◆ Goal of the exercise
Among the entries below, find the line with "Target: green military uniform", then quote it and each following line up to and including the line with "Mark one point per instance of the name", and nothing else.

◆ Given data
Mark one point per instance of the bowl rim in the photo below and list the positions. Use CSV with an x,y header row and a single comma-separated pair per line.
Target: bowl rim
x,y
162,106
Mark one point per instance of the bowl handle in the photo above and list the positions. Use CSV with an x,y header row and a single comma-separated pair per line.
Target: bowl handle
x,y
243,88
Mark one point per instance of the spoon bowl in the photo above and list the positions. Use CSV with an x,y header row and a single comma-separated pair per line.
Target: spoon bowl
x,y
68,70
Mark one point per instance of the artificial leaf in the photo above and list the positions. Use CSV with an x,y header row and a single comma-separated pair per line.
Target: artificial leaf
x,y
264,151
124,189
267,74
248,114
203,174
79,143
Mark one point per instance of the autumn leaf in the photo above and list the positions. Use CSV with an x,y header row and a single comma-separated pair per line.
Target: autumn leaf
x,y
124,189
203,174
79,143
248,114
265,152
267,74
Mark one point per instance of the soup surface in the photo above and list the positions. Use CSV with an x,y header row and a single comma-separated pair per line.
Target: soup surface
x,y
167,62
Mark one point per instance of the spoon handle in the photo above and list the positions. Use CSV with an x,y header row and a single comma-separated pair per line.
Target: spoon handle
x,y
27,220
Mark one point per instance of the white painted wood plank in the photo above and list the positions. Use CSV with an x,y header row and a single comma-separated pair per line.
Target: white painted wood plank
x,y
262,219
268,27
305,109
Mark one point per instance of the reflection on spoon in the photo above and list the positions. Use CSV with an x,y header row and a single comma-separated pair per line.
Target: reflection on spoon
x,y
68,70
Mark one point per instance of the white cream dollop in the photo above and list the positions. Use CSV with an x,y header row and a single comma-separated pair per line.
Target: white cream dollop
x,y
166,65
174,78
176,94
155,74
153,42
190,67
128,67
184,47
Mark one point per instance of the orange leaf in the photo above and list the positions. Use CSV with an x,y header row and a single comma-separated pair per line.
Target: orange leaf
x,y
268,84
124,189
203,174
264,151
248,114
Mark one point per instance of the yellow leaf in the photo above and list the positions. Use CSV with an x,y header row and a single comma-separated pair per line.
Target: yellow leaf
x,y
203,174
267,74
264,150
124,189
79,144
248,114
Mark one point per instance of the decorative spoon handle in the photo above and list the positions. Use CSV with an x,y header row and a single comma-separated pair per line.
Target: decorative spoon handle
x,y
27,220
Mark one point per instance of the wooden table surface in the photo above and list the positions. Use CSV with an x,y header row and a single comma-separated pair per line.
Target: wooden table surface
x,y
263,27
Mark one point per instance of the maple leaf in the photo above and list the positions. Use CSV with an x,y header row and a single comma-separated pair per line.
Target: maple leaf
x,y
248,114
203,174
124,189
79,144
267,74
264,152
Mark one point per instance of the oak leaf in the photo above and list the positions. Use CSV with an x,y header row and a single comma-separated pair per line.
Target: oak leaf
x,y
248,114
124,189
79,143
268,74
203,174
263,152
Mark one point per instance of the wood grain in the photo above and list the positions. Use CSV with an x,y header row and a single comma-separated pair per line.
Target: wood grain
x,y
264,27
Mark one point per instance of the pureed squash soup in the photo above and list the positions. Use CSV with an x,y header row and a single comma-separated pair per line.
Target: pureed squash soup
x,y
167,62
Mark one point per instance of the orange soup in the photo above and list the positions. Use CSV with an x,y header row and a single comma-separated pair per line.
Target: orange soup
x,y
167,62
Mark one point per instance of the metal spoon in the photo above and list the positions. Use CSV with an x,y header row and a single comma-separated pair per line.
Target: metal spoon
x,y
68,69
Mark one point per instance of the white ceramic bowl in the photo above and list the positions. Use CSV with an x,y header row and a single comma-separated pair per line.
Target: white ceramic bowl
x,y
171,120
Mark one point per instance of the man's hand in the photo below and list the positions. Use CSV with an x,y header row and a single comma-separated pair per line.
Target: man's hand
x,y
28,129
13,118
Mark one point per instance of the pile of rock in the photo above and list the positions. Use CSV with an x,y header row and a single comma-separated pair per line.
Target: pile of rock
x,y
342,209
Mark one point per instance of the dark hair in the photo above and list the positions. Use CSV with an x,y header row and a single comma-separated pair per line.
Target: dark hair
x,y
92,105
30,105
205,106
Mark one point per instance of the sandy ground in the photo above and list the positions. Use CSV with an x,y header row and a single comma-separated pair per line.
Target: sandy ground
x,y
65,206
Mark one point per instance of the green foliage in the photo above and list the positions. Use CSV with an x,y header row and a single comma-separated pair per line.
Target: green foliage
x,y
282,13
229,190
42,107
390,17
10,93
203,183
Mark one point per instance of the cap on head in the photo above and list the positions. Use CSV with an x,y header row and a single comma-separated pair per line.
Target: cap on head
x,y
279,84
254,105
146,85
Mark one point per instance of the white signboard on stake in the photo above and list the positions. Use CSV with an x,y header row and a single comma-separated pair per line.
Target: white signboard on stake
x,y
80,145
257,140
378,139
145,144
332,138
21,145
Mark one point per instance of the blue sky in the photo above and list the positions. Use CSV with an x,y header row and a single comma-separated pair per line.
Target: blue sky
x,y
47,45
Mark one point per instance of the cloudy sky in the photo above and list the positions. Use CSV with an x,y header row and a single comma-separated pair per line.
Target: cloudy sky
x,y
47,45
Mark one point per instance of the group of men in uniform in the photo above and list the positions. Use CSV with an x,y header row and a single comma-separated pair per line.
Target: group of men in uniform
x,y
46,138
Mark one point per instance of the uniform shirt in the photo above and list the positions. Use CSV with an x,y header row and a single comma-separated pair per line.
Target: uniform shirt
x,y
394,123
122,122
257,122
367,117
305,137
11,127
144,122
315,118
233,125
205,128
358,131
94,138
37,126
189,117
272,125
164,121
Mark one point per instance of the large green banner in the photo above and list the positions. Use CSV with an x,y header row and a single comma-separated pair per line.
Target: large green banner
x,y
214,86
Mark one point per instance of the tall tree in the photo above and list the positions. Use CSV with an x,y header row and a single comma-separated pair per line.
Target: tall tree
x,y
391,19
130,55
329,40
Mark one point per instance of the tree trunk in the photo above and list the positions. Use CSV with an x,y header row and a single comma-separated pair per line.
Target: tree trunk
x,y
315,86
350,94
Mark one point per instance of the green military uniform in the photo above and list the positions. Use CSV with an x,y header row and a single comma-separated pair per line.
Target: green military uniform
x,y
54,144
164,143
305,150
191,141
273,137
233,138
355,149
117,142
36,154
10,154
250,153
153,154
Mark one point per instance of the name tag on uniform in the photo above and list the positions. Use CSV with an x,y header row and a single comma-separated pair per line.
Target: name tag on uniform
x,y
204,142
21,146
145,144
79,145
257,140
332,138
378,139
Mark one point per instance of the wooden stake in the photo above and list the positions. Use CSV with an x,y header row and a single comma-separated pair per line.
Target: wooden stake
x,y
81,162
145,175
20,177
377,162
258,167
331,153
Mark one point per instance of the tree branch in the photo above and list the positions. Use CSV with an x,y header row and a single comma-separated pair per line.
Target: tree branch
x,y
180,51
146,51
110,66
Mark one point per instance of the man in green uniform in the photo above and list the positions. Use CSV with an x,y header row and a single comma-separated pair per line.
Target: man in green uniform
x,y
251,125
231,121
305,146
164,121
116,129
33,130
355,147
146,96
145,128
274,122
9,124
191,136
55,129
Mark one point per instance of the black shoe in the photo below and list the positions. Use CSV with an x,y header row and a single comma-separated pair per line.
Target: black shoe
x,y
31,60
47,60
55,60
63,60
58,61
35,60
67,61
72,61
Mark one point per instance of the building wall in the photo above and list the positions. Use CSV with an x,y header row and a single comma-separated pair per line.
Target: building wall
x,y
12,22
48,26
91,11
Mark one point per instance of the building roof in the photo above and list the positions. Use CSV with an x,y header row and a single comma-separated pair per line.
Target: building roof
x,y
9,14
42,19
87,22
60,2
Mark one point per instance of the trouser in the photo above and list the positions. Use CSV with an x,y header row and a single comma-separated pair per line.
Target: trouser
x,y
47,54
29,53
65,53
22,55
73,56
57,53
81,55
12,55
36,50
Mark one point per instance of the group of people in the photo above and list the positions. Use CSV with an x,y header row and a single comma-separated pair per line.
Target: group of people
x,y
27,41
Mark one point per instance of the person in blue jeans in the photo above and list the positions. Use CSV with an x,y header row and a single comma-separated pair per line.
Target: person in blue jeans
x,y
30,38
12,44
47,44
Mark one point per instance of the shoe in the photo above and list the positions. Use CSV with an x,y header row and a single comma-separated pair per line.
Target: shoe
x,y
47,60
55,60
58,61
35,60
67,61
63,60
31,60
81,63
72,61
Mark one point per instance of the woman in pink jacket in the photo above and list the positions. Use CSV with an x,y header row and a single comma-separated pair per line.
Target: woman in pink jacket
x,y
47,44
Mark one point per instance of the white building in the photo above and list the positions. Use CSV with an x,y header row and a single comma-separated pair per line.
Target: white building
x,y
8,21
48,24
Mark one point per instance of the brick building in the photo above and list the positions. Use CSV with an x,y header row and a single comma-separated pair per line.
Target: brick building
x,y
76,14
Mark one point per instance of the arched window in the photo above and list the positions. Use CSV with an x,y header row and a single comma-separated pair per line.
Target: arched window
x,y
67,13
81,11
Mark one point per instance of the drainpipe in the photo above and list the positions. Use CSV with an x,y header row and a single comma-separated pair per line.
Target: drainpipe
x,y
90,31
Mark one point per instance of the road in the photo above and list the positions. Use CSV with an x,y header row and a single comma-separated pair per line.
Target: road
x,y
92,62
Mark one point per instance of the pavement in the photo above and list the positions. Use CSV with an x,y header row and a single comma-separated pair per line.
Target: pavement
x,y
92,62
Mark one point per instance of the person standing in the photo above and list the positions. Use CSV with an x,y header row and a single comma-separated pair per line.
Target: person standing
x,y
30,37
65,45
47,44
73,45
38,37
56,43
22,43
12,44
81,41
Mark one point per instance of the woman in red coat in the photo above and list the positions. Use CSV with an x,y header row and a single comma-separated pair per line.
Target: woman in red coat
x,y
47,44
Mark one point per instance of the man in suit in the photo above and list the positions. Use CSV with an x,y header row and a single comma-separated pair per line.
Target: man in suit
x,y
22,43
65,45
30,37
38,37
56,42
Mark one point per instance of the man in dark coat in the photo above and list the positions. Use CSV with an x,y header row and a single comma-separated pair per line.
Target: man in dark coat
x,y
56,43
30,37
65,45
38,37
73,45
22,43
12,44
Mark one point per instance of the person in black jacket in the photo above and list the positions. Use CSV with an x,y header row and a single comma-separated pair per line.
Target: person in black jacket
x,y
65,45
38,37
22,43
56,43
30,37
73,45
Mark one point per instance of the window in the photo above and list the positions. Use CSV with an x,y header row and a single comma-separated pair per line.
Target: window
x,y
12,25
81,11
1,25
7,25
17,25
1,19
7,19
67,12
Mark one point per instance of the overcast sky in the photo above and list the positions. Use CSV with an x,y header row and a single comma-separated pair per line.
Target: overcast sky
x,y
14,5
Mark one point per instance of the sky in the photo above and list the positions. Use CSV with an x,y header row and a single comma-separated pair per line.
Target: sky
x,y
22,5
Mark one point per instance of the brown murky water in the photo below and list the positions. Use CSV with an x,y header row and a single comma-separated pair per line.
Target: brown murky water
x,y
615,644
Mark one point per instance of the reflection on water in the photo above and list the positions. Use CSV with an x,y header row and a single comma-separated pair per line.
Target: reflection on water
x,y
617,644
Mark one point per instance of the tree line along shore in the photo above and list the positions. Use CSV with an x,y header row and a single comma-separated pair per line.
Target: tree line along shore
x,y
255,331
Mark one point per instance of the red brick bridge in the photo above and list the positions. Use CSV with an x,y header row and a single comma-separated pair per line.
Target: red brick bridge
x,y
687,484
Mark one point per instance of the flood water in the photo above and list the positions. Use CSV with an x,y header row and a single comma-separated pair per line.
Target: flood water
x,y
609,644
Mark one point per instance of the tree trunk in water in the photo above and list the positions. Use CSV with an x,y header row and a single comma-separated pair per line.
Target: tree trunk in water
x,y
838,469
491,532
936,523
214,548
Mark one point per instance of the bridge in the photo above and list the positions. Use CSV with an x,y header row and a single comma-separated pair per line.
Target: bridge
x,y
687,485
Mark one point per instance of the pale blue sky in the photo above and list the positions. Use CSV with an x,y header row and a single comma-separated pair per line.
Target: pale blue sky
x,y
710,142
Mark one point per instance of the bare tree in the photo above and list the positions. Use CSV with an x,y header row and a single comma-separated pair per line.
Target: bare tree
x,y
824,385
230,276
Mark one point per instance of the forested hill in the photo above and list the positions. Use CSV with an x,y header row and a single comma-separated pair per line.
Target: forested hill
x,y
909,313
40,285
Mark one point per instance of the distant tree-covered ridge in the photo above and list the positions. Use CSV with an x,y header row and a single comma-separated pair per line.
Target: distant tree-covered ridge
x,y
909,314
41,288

◆ Exercise output
Target: green military uniform
x,y
54,144
164,143
305,150
191,141
273,137
233,138
355,149
117,142
36,154
10,154
250,153
153,154
Mark one point per instance of the name tag on uniform in the photo above and list the positions. Use CSV with an x,y header row and a single comma-separated pair per line.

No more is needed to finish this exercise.